▶ Requirements: Change "domed roof" to "cupola" throughout the data and give it back with everything else unchanged. Leave out the pictures.

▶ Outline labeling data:
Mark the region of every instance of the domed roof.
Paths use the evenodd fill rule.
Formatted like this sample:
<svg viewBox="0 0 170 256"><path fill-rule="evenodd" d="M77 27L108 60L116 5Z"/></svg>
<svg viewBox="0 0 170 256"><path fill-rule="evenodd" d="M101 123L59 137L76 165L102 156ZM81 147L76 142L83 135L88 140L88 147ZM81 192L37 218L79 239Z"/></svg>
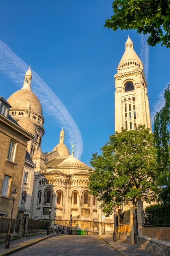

▶ Full answer:
Mark the region of every instance of the cupola.
Paths use the evenodd fill rule.
Formatted like this sample:
<svg viewBox="0 0 170 256"><path fill-rule="evenodd" d="M77 27L108 60L116 5Z"/></svg>
<svg viewBox="0 0 170 256"><path fill-rule="evenodd" d="M101 123L59 137L76 165L102 156ZM81 147L76 142L83 135L88 140L88 147ZM81 192L37 218L79 239Z"/></svg>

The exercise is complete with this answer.